Coronavirus cases are slightly down in the D.C. area, but one public health expert says it’s too early to tell if that’s going to continue.
Dr. Joshua Sharfstein, vice dean for public health practice and community engagement at the Johns Hopkins Bloomberg School of Public Health, said if people let their guard down, the region could see an increase in coronavirus cases over a four to six week period.
“It really depends both what happened on Labor Day and what’s happened since,” Sharfstein said.
Northern Virginia reported its fewest new COVID-19 cases on Monday in over two months, with 757 new cases reported. Hospitalizations decreased statewide as well, remaining at their lowest level in about two months.
Maryland reported 536 new cases on Monday, slightly down from the day before. The state also saw a decrease in hospitalizations with 347 new patients, the lowest since the end of March. Its seven-day average number of deaths has been its lowest since April 3.
D.C. also saw slight declines in the seven-day average number of cases since the beginning of August. The District reported 30 new cases and no deaths on Monday.

SUPPLIED INFORMATION ->
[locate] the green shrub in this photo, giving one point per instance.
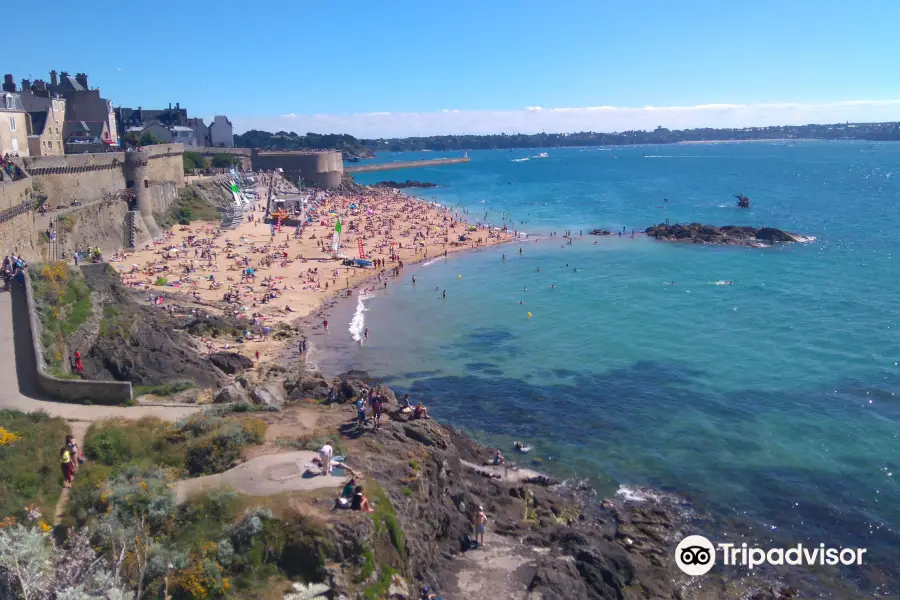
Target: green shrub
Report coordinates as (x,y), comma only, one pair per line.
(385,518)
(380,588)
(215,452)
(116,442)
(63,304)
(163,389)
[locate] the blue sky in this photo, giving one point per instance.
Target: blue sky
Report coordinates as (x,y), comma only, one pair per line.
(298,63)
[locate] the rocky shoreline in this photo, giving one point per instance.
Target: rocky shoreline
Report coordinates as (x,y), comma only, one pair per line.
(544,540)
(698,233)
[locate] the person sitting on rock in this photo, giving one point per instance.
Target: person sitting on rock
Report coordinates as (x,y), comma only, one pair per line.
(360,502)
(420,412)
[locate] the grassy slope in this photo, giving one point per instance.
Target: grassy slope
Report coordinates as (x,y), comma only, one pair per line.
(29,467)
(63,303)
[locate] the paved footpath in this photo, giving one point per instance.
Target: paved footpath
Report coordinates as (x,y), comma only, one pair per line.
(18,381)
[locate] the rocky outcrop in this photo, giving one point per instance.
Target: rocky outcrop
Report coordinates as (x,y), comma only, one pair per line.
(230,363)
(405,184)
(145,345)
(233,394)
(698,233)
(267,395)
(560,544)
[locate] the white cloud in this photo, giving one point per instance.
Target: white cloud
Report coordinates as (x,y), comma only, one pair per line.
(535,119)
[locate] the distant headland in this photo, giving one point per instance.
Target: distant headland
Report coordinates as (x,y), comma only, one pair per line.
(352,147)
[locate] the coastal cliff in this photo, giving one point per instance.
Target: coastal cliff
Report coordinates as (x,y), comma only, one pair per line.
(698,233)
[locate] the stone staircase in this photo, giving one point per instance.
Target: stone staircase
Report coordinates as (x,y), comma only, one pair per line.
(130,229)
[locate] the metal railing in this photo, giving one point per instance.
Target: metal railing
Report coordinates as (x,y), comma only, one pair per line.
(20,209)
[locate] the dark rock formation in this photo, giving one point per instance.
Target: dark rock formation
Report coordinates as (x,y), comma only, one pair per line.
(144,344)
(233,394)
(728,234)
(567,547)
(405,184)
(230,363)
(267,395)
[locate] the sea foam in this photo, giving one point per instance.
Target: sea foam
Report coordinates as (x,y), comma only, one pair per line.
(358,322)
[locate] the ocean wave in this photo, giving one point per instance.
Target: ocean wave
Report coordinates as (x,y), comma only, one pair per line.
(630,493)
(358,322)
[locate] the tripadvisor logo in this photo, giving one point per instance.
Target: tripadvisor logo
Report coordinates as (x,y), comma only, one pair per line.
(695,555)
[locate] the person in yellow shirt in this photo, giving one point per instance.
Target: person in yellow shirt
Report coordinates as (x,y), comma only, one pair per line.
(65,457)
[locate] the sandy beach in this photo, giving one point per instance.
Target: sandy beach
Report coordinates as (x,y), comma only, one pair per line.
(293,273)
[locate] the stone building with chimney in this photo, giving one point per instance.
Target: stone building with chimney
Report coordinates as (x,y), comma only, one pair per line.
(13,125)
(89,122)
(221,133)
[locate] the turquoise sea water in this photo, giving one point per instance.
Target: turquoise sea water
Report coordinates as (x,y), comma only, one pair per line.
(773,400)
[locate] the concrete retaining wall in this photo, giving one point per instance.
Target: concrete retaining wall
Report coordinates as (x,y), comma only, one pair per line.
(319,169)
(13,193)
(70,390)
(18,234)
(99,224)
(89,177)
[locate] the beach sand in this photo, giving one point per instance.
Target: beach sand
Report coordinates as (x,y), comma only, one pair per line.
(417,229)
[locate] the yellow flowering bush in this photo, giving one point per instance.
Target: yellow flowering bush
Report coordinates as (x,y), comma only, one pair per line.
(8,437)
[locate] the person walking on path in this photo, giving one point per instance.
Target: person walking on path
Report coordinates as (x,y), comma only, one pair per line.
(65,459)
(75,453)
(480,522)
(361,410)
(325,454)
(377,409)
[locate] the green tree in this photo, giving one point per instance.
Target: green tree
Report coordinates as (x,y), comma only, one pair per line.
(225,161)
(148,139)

WHAT THE TASK REQUIRES -> Pick up the report on COVID-19 cases in the D.C. area after its last sentence and continue it.

EXPECTED ANSWER ->
“We’re sort of stable at a moderate level of transmission still, with a little bit of a decline in recent days,” Sharfstein said. “I think that we’re in a fragile place, because there’s still enough virus that should something change to increase transmission, we could see a lot more cases quickly.”
He said that people need to be careful with fall events, such as parties for the new football season.
“Like if someone’s having a huge number of people over to the house to watch a game and everyone’s going to be screaming, don’t go. That’s not a safe environment,” Sharfstein said.
He also thinks the area needs to see lower numbers before in-person school returns. “I’d like to see them come down more before people can really feel confident in returning to school,” Sharfstein said.